## [WHAT YOU SHOULD DO]
In the data between the lines holding "Where can you see the brown" and "[[624, 510]]", inclusive, rename "pin" to "marker" and leave everything else unchanged. Give back only those lines.

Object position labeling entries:
+-------+
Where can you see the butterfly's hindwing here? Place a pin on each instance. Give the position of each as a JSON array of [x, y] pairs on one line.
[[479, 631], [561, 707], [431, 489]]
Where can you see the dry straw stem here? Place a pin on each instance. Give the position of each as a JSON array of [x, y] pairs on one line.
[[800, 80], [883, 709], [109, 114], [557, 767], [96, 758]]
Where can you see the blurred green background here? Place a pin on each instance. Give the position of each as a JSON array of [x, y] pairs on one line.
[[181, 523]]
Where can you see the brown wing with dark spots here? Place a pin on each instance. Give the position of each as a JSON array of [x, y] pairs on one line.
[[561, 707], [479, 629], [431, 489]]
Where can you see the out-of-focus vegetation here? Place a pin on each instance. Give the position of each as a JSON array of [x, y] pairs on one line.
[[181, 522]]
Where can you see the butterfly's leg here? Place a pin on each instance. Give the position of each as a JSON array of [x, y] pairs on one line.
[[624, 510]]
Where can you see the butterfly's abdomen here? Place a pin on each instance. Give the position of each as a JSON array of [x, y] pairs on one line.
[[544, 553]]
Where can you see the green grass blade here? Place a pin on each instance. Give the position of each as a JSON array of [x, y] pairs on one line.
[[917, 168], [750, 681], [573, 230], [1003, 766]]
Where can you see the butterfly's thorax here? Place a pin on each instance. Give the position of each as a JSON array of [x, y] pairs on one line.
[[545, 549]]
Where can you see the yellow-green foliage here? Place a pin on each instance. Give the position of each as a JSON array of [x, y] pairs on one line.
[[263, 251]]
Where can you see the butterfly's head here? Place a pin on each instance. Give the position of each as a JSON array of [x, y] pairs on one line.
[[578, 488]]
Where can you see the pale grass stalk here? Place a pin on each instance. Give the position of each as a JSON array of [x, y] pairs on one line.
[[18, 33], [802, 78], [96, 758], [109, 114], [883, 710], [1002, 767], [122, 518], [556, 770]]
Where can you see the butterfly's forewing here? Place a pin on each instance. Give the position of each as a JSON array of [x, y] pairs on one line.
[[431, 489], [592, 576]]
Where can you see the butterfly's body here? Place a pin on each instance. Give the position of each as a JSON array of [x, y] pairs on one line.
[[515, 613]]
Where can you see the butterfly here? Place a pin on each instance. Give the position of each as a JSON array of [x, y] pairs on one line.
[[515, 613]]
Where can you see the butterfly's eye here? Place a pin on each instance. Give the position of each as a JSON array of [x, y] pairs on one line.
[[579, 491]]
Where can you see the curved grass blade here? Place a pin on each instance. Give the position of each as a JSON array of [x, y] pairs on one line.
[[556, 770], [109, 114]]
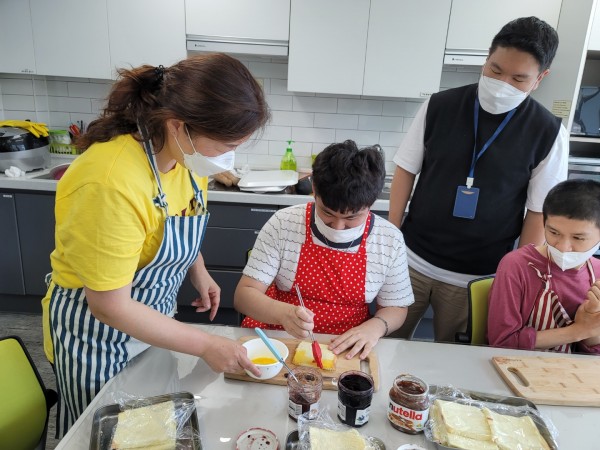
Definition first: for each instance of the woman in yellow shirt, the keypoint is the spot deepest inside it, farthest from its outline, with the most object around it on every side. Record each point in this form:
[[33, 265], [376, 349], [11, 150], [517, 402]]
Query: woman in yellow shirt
[[130, 218]]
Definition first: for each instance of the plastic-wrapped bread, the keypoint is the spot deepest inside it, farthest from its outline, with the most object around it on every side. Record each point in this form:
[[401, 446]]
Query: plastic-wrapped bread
[[151, 427]]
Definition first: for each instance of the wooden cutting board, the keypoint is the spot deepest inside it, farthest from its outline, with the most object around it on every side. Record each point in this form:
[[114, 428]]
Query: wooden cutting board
[[552, 380], [370, 365]]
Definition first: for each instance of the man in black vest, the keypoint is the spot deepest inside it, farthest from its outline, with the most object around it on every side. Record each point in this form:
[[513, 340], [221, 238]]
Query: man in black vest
[[486, 155]]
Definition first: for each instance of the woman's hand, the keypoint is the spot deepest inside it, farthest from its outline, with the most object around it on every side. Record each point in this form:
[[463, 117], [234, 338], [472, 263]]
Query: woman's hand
[[209, 290], [358, 339], [592, 305], [225, 355]]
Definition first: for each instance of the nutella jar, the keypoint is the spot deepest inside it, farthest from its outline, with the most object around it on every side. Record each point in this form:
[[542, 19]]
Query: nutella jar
[[305, 393], [408, 408]]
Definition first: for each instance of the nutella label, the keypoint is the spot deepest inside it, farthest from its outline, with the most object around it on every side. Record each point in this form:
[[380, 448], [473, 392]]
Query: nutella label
[[407, 418]]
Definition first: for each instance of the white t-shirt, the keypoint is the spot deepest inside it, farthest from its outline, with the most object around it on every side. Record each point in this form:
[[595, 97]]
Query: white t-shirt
[[551, 171], [277, 250]]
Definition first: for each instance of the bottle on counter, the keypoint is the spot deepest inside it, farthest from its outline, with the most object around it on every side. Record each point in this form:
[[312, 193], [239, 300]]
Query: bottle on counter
[[288, 162], [408, 408]]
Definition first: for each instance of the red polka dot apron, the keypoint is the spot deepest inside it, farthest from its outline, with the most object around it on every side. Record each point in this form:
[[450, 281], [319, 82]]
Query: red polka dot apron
[[332, 284], [548, 313]]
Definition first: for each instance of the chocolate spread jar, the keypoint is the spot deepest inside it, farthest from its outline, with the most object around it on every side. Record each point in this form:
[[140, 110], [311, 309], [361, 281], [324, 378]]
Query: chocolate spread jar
[[408, 408]]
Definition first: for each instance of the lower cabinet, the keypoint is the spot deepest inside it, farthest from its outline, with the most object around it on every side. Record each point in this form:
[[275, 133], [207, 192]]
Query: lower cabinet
[[230, 234], [35, 216]]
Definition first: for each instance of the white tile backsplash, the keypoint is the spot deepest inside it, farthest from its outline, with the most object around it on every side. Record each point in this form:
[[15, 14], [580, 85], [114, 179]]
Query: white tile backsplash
[[312, 120]]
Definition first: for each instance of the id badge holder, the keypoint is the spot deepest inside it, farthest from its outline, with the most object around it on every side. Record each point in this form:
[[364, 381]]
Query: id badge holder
[[465, 204]]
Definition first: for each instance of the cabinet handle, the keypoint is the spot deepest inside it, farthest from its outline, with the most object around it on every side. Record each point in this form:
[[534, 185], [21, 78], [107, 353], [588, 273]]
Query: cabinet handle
[[261, 210]]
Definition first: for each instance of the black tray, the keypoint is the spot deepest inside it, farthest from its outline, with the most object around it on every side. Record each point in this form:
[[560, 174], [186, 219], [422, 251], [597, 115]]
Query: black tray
[[496, 403], [292, 441], [105, 421]]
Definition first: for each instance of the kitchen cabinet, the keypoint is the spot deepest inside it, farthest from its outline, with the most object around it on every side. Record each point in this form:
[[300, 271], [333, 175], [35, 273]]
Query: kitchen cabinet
[[146, 32], [71, 38], [35, 216], [241, 19], [16, 47], [405, 48], [594, 42], [11, 270], [328, 44], [230, 234], [367, 47], [473, 23]]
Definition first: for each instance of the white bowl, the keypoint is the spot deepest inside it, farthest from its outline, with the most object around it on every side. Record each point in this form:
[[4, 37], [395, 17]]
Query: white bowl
[[256, 348]]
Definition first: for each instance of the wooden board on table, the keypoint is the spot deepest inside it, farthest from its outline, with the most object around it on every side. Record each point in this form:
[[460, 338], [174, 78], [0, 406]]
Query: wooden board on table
[[552, 380], [370, 365]]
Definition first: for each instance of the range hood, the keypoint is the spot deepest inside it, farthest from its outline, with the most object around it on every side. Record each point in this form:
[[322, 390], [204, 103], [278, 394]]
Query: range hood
[[465, 57], [264, 47]]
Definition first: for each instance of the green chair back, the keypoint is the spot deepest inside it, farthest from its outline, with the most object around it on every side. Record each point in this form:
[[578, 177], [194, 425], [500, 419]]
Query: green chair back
[[24, 410], [478, 291]]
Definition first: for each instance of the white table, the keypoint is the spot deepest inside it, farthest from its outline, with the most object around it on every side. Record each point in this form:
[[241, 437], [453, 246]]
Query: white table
[[227, 407]]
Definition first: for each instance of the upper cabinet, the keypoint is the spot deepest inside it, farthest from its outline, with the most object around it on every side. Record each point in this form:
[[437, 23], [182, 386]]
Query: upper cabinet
[[367, 47], [244, 19], [71, 38], [17, 52], [146, 32], [405, 47], [328, 44], [474, 23], [594, 42]]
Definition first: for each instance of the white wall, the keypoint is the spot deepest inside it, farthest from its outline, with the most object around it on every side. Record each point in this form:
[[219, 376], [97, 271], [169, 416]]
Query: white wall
[[312, 120]]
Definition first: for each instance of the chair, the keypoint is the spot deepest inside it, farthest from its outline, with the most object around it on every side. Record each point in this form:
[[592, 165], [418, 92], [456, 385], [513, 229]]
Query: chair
[[478, 291], [25, 400]]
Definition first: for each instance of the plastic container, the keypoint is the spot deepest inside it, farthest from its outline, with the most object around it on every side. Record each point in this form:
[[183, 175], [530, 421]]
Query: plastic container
[[60, 143], [408, 408], [288, 162]]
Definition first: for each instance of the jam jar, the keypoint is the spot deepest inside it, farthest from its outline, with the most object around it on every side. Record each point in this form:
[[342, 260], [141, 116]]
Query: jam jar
[[304, 394], [408, 408]]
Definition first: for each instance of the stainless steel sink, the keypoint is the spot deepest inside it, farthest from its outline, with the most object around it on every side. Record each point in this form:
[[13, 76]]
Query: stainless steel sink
[[50, 174]]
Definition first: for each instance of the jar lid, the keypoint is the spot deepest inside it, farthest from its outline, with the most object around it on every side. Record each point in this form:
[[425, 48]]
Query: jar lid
[[257, 439]]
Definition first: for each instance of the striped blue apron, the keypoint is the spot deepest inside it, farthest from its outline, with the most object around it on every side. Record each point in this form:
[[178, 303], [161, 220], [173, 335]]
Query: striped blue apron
[[87, 353]]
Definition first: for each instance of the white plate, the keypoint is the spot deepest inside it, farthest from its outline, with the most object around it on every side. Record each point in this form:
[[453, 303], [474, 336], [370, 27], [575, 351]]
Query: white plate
[[268, 178], [265, 189], [257, 439]]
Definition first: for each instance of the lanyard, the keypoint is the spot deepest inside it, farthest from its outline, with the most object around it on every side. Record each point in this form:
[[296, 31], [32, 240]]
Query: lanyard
[[489, 142]]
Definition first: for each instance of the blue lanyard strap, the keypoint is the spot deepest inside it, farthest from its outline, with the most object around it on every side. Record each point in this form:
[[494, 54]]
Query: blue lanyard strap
[[477, 155]]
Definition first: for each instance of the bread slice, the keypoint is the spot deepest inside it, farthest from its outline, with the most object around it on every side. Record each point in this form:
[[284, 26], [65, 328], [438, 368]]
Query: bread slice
[[149, 427], [441, 435], [303, 356], [510, 432], [324, 439], [465, 420]]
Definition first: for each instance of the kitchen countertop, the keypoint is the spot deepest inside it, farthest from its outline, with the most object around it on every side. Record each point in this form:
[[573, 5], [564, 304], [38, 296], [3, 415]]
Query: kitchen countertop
[[32, 182], [227, 407]]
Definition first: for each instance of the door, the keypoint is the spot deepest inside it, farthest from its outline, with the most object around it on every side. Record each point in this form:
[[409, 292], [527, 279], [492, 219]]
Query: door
[[70, 38], [135, 37], [474, 23], [328, 42], [405, 48], [16, 46]]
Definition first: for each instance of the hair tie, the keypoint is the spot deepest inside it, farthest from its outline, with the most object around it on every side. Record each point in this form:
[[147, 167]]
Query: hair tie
[[160, 73]]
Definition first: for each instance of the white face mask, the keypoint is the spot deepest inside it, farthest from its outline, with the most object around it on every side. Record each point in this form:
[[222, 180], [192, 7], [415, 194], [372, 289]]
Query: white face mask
[[498, 97], [205, 166], [570, 260], [332, 235]]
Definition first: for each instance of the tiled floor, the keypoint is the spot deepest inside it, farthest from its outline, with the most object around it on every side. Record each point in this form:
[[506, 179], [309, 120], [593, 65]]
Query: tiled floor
[[29, 328]]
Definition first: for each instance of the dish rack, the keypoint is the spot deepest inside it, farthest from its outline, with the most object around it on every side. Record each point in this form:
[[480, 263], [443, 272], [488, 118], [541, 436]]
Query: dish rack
[[60, 143]]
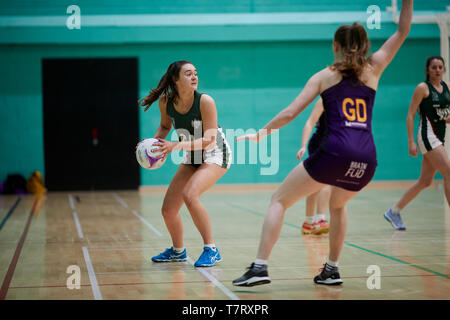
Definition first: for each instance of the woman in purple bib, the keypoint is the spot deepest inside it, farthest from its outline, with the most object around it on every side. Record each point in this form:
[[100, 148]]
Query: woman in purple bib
[[346, 159]]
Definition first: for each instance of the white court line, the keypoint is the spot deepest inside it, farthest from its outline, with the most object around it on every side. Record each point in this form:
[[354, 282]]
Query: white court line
[[78, 225], [72, 204], [216, 282], [92, 278], [206, 274], [119, 199]]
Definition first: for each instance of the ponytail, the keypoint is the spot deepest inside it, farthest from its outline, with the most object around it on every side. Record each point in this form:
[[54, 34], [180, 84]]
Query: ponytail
[[166, 85], [354, 46]]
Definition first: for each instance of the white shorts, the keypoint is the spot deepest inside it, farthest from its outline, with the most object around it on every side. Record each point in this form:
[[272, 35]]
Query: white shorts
[[220, 155], [430, 141]]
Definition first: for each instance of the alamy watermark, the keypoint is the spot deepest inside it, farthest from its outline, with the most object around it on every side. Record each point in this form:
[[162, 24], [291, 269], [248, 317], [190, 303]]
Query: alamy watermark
[[266, 152], [74, 20], [374, 280], [74, 280], [374, 20]]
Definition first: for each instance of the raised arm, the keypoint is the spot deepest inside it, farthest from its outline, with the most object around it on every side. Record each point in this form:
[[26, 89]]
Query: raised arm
[[419, 94], [309, 125], [381, 59]]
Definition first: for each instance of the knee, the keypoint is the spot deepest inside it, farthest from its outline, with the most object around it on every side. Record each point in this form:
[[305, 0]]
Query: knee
+-------+
## [EXERCISE OUTPUT]
Where can you see the brown wing with dark spots here? Place a marker on each instance. Give the position of each as a JSON array of [x, y] pairs on one line.
[[561, 707], [479, 629], [431, 489]]
Where can you see the out-of-focus vegetation here? Place a marker on each instance. Give the position of each as a JSON array of [x, y] pairs on one line.
[[181, 522]]
Where can you see the butterfly's leg here? Place a marker on each instance. Give the position of each as a JSON array of [x, y] pairs on one line.
[[624, 510]]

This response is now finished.